== Énoncé ==
Recopie les lignes des items depuis le début jusqu'à la ligne contenant "positive clicks: (646, 171) (577, 178)" incluse, en renommant "rough mask" en "draft mask" partout. Ne change rien d'autre.

Items tirés d'une collection:

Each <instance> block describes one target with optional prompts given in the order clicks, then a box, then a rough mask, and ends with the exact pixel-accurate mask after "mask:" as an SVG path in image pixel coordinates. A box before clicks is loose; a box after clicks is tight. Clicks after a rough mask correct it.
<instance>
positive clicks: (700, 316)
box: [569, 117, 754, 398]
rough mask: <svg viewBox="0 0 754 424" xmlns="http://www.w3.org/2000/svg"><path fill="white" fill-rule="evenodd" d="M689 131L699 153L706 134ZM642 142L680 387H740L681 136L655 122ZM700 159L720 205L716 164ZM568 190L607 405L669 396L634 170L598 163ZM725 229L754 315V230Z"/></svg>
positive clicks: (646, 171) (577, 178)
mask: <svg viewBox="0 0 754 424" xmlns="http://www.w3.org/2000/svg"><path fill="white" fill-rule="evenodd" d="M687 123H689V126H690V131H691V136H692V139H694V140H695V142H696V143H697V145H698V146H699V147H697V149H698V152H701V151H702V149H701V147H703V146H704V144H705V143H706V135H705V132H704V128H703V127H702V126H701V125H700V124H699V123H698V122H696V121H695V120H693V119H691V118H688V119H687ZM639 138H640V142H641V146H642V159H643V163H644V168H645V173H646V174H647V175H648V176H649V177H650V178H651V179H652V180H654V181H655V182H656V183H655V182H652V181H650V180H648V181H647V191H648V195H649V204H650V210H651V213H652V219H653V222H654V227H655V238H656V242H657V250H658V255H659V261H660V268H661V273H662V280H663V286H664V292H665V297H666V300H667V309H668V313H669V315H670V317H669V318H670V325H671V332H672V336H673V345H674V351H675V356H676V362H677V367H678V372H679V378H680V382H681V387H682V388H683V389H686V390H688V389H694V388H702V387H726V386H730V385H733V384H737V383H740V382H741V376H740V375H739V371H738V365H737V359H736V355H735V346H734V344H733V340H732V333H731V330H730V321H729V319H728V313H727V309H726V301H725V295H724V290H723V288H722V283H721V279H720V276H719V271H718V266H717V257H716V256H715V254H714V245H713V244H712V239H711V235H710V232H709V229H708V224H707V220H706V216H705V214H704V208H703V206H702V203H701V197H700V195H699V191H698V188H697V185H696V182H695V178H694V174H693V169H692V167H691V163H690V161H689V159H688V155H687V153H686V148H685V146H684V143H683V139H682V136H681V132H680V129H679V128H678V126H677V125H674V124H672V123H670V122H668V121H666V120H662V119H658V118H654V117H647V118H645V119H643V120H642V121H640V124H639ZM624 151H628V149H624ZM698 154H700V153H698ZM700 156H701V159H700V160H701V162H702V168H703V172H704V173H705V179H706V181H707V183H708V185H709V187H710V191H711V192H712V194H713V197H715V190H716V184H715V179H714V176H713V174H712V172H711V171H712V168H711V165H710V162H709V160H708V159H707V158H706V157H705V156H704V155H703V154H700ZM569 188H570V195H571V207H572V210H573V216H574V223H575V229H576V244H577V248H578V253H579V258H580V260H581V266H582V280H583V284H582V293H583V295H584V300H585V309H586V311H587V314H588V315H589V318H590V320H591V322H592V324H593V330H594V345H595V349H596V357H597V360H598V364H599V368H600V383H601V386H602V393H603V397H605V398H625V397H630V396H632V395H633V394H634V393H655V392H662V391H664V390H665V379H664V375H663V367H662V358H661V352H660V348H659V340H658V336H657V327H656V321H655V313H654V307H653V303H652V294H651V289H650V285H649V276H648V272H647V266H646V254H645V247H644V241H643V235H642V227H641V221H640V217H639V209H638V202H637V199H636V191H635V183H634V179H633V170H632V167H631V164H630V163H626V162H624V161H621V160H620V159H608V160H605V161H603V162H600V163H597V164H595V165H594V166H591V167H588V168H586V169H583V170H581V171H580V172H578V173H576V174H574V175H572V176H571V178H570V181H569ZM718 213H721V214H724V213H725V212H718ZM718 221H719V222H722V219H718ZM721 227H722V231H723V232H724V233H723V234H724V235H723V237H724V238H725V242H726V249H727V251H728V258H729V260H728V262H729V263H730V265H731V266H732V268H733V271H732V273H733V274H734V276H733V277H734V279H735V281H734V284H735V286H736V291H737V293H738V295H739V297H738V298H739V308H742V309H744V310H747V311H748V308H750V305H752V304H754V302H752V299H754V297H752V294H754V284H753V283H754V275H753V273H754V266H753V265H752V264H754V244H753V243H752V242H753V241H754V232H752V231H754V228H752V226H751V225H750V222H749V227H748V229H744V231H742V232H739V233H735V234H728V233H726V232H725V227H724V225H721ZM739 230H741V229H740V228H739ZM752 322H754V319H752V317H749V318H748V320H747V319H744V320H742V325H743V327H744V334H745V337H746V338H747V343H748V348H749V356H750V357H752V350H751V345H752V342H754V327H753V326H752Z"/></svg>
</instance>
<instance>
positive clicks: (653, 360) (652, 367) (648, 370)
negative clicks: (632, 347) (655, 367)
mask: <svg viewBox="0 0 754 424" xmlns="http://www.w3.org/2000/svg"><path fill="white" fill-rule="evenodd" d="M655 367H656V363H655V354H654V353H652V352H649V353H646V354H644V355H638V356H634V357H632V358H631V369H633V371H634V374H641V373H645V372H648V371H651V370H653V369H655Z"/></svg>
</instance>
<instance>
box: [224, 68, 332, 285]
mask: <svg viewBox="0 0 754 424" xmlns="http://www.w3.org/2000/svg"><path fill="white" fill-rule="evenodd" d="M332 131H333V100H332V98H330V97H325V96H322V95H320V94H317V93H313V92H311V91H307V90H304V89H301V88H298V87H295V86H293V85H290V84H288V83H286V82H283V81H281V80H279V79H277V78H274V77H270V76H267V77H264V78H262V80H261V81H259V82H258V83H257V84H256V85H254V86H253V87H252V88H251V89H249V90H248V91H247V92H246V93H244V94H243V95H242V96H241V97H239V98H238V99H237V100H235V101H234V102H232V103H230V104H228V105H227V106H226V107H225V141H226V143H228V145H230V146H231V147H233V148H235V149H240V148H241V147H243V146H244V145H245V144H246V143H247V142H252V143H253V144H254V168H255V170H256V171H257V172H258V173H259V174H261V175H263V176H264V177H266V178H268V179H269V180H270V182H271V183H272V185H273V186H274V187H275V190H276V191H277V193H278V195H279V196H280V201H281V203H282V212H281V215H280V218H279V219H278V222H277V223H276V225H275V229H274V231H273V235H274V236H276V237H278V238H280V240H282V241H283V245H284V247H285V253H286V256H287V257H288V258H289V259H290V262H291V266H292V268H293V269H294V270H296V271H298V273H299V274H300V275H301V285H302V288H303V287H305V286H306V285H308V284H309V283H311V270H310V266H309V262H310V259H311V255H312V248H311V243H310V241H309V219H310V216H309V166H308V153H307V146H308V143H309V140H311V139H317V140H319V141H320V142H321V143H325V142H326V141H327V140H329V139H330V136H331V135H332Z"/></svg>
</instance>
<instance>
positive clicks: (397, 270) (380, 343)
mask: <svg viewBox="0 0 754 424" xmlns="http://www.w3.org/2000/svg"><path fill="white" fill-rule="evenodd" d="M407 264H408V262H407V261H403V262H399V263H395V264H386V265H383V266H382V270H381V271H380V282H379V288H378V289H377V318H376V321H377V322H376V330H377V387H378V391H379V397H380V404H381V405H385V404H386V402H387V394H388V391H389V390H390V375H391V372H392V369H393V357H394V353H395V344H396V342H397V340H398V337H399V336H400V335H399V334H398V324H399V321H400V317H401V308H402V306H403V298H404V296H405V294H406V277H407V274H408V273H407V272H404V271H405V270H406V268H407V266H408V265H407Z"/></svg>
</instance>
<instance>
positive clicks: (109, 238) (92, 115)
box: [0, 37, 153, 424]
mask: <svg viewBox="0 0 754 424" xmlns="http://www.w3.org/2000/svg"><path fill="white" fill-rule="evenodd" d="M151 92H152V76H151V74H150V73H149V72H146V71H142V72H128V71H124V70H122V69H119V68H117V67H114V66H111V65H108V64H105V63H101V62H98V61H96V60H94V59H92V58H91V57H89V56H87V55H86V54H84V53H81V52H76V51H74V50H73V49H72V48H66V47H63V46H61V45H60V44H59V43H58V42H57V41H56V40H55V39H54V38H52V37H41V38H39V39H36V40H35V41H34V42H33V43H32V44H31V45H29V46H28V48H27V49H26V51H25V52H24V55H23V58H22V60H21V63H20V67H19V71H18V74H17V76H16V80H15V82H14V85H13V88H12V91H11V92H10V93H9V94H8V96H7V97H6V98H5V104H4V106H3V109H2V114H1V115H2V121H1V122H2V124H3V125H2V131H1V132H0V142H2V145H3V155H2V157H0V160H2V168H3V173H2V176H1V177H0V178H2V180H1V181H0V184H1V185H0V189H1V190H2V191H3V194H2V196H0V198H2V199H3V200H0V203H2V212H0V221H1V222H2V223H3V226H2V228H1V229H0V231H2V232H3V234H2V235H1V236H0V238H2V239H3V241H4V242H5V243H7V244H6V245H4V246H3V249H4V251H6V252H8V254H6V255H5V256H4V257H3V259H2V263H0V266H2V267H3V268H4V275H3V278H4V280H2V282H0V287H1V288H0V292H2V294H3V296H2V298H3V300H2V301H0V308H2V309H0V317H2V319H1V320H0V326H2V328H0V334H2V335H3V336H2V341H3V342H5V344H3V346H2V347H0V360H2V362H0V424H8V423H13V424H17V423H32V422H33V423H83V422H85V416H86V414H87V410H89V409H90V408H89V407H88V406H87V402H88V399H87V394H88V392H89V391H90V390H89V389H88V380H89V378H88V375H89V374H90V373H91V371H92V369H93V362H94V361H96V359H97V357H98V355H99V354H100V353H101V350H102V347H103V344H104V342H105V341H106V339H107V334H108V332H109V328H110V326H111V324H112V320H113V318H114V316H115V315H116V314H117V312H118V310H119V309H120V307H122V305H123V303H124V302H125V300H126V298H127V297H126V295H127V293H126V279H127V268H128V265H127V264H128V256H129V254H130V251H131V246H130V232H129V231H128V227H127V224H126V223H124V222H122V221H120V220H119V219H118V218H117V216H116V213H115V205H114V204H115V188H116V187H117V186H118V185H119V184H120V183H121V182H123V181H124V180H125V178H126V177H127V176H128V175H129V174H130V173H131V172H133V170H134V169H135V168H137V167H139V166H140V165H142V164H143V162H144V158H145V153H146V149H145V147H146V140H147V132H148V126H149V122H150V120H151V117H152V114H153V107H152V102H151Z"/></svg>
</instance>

== Résultat de l'exercice ==
Each <instance> block describes one target with optional prompts given in the order clicks, then a box, then a draft mask, and ends with the exact pixel-accurate mask after "mask:" as an SVG path in image pixel coordinates. A box before clicks is loose; a box after clicks is tight. Clicks after a draft mask correct it.
<instance>
positive clicks: (700, 316)
box: [569, 117, 754, 398]
draft mask: <svg viewBox="0 0 754 424" xmlns="http://www.w3.org/2000/svg"><path fill="white" fill-rule="evenodd" d="M689 131L699 153L706 134ZM642 142L680 387H740L681 136L655 122ZM700 159L720 205L716 164ZM568 190L607 405L669 396L634 170L598 163ZM725 229L754 315V230Z"/></svg>
positive clicks: (646, 171) (577, 178)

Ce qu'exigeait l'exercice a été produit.